Written problem: Transcribe the listing that follows in full, omitting pictures.

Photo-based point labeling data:
::::

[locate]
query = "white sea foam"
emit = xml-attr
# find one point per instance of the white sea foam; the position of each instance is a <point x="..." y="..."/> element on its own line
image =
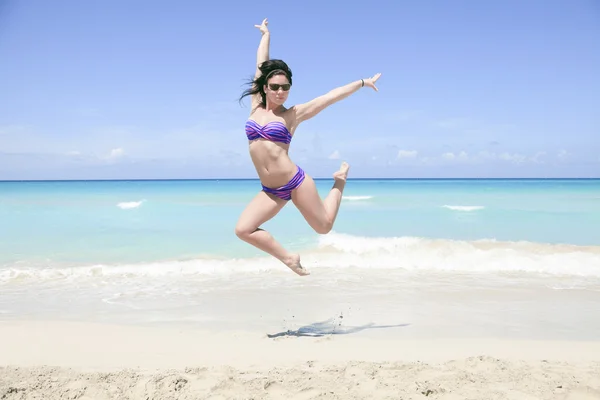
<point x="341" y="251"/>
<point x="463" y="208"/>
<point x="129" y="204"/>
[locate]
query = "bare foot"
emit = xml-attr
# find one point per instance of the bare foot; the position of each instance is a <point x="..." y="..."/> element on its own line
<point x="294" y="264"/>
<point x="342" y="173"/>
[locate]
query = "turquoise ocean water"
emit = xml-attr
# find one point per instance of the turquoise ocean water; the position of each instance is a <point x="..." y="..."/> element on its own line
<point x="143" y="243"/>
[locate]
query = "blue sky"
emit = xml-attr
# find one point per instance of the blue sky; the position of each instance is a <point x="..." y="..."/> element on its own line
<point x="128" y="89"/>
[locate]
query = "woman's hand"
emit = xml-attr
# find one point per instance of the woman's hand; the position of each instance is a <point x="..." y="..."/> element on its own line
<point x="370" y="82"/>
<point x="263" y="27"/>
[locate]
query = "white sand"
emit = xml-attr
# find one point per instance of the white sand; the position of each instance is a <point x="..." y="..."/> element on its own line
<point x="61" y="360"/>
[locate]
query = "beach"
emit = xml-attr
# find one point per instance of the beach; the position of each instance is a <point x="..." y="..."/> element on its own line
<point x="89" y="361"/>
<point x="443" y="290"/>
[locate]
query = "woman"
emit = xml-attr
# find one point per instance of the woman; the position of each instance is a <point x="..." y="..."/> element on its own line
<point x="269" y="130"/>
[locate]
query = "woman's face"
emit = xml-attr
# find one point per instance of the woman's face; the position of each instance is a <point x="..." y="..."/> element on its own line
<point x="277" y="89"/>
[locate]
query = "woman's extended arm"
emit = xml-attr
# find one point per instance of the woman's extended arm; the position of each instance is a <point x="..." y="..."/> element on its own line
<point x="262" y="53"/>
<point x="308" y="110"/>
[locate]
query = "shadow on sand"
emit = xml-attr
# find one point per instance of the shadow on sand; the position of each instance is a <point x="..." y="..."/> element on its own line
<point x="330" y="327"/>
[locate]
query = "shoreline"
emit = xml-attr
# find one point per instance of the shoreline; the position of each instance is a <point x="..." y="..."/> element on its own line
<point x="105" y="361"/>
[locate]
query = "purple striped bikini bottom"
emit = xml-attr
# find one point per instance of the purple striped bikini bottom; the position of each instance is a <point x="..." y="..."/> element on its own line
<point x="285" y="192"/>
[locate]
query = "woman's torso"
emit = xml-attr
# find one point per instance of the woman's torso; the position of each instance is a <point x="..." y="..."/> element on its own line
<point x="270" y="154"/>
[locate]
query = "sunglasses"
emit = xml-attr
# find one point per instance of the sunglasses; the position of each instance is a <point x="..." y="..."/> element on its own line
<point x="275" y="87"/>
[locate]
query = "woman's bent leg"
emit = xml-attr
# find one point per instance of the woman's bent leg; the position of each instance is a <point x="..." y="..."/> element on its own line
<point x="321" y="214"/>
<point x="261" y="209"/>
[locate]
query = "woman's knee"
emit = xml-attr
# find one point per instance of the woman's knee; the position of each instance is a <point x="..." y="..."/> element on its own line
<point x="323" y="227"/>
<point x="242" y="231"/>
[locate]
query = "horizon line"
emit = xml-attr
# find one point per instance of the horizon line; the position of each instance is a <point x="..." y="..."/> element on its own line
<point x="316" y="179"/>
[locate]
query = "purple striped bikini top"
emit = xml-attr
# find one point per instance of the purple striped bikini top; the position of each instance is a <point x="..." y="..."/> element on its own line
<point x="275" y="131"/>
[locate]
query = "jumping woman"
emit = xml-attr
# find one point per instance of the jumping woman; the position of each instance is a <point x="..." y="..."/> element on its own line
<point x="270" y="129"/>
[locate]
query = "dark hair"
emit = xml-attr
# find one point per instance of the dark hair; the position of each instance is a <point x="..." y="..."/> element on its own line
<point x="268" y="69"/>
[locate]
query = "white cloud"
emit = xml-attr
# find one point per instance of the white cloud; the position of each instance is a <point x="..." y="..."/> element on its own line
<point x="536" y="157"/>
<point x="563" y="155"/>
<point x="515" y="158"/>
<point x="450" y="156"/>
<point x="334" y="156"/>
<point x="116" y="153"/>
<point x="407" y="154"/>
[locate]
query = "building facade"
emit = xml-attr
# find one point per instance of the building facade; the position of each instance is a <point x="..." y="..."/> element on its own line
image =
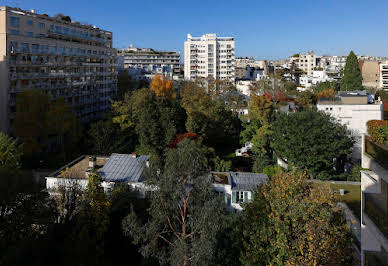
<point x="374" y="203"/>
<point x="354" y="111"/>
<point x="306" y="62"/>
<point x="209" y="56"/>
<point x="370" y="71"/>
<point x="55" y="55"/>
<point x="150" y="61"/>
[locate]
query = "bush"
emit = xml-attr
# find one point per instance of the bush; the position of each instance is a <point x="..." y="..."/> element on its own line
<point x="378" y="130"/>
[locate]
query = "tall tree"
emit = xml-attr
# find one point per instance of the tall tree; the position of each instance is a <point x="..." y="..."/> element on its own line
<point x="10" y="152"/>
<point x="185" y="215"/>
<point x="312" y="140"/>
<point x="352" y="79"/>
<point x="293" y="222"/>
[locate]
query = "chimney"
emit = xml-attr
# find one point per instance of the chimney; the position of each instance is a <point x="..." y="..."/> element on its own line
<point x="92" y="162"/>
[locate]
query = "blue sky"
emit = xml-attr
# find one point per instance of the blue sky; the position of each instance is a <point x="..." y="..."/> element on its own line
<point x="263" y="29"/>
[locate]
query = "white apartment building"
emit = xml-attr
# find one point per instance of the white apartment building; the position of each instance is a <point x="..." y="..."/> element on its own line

::::

Exercise solution:
[locate]
query = "white sea foam"
emit = xml-attr
# find one point per instance of the white sea foam; the position of each instance is a <point x="..." y="..."/> element on its own line
image =
<point x="341" y="251"/>
<point x="463" y="208"/>
<point x="129" y="204"/>
[locate]
query = "bare foot"
emit = xml-attr
# find one point per instance of the bare foot; the position of each instance is a <point x="..." y="..."/> element on its own line
<point x="294" y="264"/>
<point x="342" y="173"/>
[locate]
query = "turquoise ocean water"
emit = xml-attr
# find one point per instance of the turquoise ocean water; the position of each instance is a <point x="..." y="..."/> element on its own line
<point x="143" y="243"/>
[locate]
query = "blue sky"
emit = xml-attr
# find one point per instance of the blue sky; the position of each instance is a <point x="..." y="..."/> element on its own line
<point x="128" y="89"/>
[locate]
query = "woman's hand"
emit = xml-attr
# find one point per instance of the woman's hand; the position of each instance is a <point x="..." y="..."/> element on its own line
<point x="370" y="82"/>
<point x="263" y="27"/>
[locate]
query = "white sand"
emit = xml-attr
# find one point per instance of the white sand; the position of each instance is a <point x="..." y="..."/> element on its own line
<point x="61" y="360"/>
[locate]
query = "beach"
emit = xml-attr
# find one point per instance of the beach; the position of each instance is a <point x="..." y="..."/> element on its own line
<point x="89" y="361"/>
<point x="443" y="290"/>
[locate]
query = "woman"
emit = xml-attr
# find one point per instance of the woman; the position of each instance is a <point x="..." y="..."/> element on its own line
<point x="269" y="130"/>
[locate]
query = "woman's face"
emit = xml-attr
# find one point per instance of the woman's face; the position of each instance is a <point x="..." y="..."/> element on its own line
<point x="277" y="89"/>
[locate]
query = "woman's extended arm"
emit = xml-attr
# find one point per instance of the woman's extended arm; the position of each instance is a <point x="..." y="..."/> element on its own line
<point x="262" y="53"/>
<point x="308" y="110"/>
[locate]
query = "shadow on sand"
emit = xml-attr
# find one point per instance of the shadow on sand; the position of each instance is a <point x="..." y="..."/> element on its own line
<point x="330" y="327"/>
[locate]
query = "shoreline"
emit = xml-attr
# find one point per instance of the shoreline; the position of each instance is a <point x="..." y="..."/> element on its own line
<point x="105" y="361"/>
[locate]
query = "purple striped bikini bottom"
emit = xml-attr
# find one point per instance of the purple striped bikini bottom; the position of each instance is a <point x="..." y="..."/> element on its own line
<point x="285" y="192"/>
[locate]
query = "woman's torso"
emit = xml-attr
# find one point per instance of the woman's torso; the position of each instance is a <point x="..." y="..."/> element on its own line
<point x="270" y="154"/>
[locate]
query = "sunglasses"
emit = xml-attr
# find one point per instance of the sunglasses; the position of each instance is a <point x="..." y="..."/> element on its own line
<point x="275" y="87"/>
[locate]
query = "woman's bent leg"
emit = xml-attr
# find one point per instance of the woman's bent leg; the position of each instance is a <point x="..." y="..."/> element on its own line
<point x="321" y="214"/>
<point x="261" y="209"/>
[locate]
query = "woman's knee"
emit = xml-attr
# find one point per instance of the woman's knee; the position of each instance is a <point x="..." y="..."/> element on its own line
<point x="323" y="227"/>
<point x="242" y="231"/>
[locate]
query = "horizon line"
emit = xml-attr
# find one point per instance of the horizon line; the position of each instance is a <point x="..." y="..."/> element on its own line
<point x="316" y="179"/>
[locate]
query = "purple striped bikini top"
emit = xml-attr
# find one point per instance of the purple striped bikini top; the position of each instance is a <point x="..." y="..."/> element on its own line
<point x="275" y="131"/>
[locate]
query = "jumping woman"
emit = xml-attr
# find one point per instance of the jumping woman; the position of each instance is a <point x="..." y="..."/> element on its own line
<point x="270" y="129"/>
[locate]
query = "dark hair"
emit = xml-attr
# find one point per instance of the dark hair; the position of each instance is a <point x="..." y="..."/> element on its own line
<point x="268" y="69"/>
[locate]
query = "white cloud"
emit = xml-attr
# find one point per instance of the white cloud; the position of each instance is a <point x="..." y="..."/> element on its own line
<point x="536" y="157"/>
<point x="563" y="155"/>
<point x="515" y="158"/>
<point x="450" y="156"/>
<point x="334" y="156"/>
<point x="116" y="153"/>
<point x="407" y="154"/>
[locate]
query = "building facade"
emit = xml-attr
# find one point per instance of the building facade; the position of each instance is a <point x="..." y="..."/> element on its own line
image =
<point x="374" y="203"/>
<point x="354" y="111"/>
<point x="306" y="62"/>
<point x="209" y="56"/>
<point x="370" y="71"/>
<point x="55" y="55"/>
<point x="150" y="61"/>
[locate]
query = "bush"
emit = xml-attr
# find one point per instance of the bush; the position of each instance is a <point x="..." y="..."/> element on its own line
<point x="378" y="130"/>
[locate]
query = "tall tree"
emit = xml-attr
# find one point per instance of the tall tree; the position of each instance is a <point x="..." y="..."/> element on its own line
<point x="10" y="152"/>
<point x="185" y="215"/>
<point x="312" y="140"/>
<point x="352" y="79"/>
<point x="293" y="222"/>
[locate]
query = "chimney"
emit = xml-attr
# find one point per instance of the chimney; the position of each instance is a <point x="..." y="..."/> element on its own line
<point x="92" y="162"/>
[locate]
query = "blue sky"
emit = xml-attr
# find one point per instance of the blue sky; the position of each instance is a <point x="..." y="..."/> element on its own line
<point x="263" y="29"/>
[locate]
query = "white apartment building"
emit = xml-attr
# find one point per instance of the white apartment building; the position of each instance is a <point x="..." y="..."/> element on its own line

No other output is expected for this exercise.